Stored data

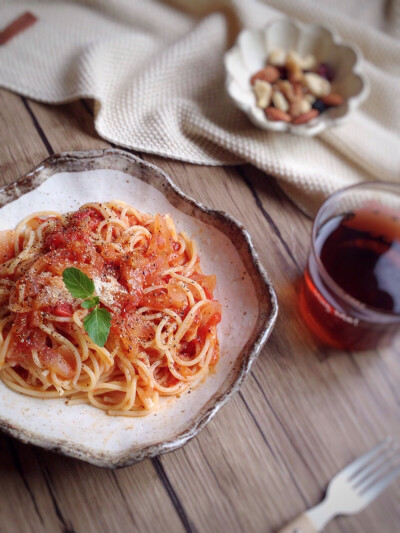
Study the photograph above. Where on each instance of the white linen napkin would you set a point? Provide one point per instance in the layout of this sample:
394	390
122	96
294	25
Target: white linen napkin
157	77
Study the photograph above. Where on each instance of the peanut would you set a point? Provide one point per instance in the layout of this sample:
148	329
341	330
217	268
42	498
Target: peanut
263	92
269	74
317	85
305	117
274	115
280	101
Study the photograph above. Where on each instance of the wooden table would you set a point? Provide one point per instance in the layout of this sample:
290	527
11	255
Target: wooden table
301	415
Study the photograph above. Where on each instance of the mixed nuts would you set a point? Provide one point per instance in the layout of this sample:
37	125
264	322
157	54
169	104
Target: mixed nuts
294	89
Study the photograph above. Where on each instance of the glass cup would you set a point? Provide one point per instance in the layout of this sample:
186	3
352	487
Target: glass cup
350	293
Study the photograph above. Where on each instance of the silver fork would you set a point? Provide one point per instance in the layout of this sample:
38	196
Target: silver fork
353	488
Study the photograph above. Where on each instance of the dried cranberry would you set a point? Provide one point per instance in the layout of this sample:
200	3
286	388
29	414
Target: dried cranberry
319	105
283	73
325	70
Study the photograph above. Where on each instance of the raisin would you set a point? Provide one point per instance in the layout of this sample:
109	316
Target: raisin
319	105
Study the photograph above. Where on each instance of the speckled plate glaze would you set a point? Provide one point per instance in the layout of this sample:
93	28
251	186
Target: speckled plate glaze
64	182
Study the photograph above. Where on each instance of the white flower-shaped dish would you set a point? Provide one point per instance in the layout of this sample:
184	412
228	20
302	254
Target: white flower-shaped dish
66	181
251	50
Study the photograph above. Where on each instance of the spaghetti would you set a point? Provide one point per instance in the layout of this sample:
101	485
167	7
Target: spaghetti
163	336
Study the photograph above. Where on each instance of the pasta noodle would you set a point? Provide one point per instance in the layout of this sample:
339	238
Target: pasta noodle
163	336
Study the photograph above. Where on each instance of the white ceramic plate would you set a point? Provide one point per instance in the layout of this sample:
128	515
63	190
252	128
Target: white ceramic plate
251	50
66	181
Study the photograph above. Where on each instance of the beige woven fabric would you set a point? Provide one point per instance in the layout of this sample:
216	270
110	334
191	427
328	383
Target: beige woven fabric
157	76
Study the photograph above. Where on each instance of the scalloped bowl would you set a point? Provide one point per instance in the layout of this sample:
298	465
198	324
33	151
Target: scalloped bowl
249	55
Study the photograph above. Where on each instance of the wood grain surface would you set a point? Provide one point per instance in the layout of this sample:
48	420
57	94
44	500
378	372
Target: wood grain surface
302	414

==

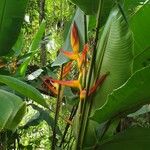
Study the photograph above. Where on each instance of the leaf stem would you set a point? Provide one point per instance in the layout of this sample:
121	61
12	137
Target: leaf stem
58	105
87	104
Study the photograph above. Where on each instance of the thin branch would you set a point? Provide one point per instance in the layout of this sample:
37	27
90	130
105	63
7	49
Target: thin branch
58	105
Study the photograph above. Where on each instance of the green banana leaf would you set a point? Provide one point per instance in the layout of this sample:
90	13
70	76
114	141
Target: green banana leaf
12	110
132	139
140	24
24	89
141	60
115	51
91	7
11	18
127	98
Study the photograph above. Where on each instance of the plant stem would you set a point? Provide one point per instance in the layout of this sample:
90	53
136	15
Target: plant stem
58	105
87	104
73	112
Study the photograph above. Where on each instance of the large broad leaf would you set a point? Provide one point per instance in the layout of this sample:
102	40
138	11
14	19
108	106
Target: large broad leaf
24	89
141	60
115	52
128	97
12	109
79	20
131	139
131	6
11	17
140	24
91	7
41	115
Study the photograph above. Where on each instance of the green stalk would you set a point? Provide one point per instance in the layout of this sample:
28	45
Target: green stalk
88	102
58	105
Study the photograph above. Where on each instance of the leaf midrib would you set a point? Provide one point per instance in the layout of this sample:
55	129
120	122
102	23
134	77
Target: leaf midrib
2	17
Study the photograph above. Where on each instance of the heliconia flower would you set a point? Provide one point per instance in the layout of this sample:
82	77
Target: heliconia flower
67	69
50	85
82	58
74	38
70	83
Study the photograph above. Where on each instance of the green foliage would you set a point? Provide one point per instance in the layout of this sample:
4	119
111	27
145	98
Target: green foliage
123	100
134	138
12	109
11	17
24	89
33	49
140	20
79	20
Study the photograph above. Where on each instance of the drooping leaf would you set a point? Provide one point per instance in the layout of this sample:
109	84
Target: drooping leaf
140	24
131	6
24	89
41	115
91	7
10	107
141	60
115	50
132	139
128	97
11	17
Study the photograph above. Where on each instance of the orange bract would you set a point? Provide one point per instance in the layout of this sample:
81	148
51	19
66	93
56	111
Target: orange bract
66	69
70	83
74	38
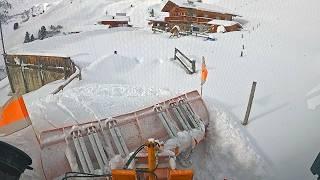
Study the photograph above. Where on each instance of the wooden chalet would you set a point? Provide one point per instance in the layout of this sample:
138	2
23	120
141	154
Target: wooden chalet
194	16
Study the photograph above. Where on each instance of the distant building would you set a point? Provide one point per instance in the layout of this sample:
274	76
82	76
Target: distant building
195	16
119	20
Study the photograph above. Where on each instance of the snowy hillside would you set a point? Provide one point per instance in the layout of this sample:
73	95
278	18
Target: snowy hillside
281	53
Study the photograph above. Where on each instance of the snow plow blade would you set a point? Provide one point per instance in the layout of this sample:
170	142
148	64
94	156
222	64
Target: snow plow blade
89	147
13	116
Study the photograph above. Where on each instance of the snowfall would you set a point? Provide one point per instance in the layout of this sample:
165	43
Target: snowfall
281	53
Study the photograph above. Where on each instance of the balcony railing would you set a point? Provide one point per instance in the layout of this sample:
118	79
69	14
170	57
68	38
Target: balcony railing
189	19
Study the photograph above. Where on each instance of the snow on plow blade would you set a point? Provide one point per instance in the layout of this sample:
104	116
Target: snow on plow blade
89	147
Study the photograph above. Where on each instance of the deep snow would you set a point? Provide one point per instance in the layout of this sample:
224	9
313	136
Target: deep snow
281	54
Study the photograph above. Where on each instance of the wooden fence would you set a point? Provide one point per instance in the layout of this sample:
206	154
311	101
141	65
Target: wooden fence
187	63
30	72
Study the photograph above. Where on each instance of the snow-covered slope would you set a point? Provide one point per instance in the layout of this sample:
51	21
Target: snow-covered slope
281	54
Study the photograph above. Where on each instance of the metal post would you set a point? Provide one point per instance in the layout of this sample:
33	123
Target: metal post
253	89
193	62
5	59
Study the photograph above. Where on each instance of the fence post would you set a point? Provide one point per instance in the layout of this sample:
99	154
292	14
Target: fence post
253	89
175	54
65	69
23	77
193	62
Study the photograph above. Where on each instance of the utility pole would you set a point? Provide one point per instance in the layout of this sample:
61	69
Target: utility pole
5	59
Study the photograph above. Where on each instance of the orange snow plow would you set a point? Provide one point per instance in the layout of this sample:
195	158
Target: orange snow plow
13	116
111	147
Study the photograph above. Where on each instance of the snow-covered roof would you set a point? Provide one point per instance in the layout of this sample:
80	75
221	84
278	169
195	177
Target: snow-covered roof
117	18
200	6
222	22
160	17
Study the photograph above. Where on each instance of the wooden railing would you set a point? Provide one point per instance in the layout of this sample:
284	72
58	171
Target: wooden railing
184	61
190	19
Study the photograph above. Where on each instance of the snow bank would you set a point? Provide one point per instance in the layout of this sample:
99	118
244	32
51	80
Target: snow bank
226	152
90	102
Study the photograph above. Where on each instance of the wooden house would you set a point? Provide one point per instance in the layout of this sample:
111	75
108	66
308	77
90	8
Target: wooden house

...

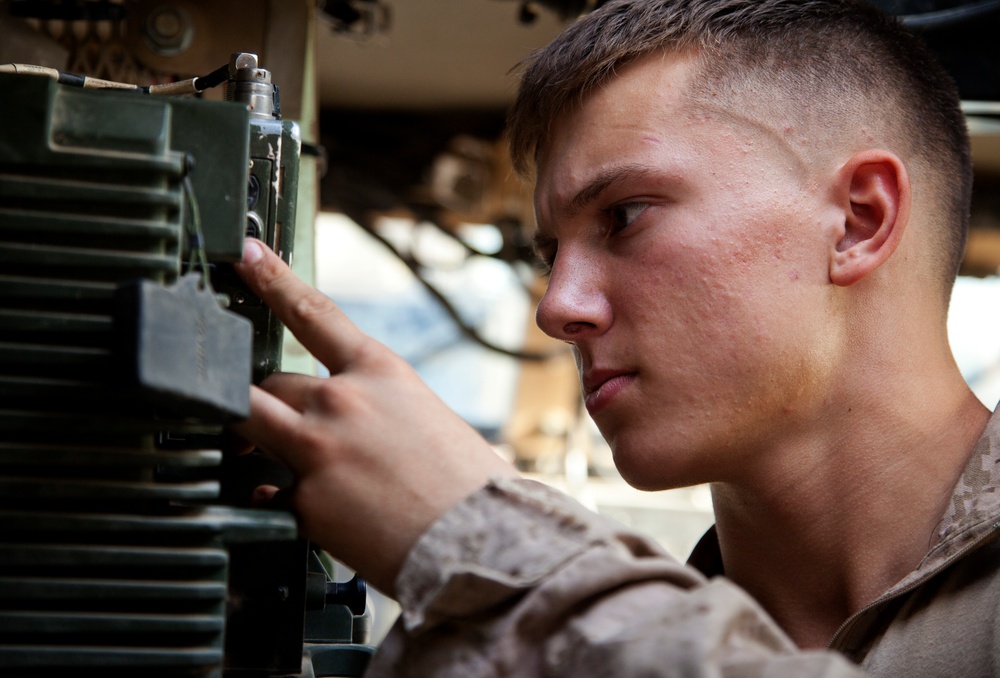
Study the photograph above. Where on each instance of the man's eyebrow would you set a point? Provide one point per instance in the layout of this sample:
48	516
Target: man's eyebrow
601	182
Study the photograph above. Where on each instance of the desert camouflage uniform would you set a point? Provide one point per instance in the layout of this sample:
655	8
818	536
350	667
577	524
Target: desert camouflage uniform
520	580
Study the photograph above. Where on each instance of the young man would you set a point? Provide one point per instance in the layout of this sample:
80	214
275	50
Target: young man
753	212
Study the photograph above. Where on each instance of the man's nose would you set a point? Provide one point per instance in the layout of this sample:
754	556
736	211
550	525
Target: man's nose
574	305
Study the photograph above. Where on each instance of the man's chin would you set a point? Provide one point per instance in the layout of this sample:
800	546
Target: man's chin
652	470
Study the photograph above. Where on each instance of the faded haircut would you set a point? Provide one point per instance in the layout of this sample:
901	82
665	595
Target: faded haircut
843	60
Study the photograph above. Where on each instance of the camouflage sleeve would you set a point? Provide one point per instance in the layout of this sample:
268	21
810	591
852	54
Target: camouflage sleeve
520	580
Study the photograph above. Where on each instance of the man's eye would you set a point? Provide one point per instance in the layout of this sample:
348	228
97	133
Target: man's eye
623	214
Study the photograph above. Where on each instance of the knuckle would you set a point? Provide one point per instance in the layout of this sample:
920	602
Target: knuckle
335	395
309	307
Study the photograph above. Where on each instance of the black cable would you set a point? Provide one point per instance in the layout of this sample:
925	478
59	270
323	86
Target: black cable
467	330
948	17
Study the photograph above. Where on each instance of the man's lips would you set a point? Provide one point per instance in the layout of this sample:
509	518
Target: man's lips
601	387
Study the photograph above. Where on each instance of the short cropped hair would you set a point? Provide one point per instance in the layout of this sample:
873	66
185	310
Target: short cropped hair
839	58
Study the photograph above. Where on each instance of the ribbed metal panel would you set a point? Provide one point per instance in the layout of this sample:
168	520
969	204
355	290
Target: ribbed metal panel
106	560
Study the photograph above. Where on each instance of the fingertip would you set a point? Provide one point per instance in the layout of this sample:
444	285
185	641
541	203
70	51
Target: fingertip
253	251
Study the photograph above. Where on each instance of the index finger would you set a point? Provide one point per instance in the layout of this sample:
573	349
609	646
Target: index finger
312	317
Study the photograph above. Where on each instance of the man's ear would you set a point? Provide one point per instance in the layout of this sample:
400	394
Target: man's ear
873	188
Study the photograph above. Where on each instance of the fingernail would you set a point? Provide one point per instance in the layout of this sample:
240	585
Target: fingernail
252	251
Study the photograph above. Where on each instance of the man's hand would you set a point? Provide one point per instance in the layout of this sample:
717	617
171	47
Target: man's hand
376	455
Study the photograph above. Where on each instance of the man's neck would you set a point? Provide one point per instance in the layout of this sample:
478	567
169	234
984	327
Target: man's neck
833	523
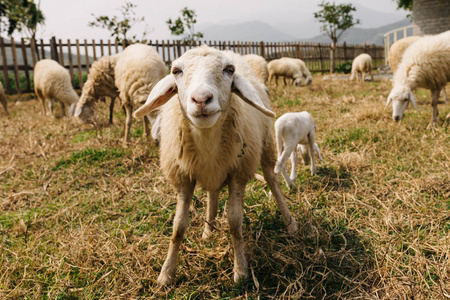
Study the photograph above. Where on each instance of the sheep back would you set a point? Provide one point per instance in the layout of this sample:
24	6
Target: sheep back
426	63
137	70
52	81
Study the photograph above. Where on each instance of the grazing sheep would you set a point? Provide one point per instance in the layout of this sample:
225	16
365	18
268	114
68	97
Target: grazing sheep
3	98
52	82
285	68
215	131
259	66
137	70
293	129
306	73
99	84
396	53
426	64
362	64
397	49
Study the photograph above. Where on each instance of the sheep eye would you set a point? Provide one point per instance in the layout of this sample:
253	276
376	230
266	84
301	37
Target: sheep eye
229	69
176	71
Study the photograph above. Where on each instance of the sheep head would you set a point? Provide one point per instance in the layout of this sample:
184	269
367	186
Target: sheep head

# Task requirements:
Tally the lines in the records that contain the string "woven". Reply with only the number.

# Task answer:
2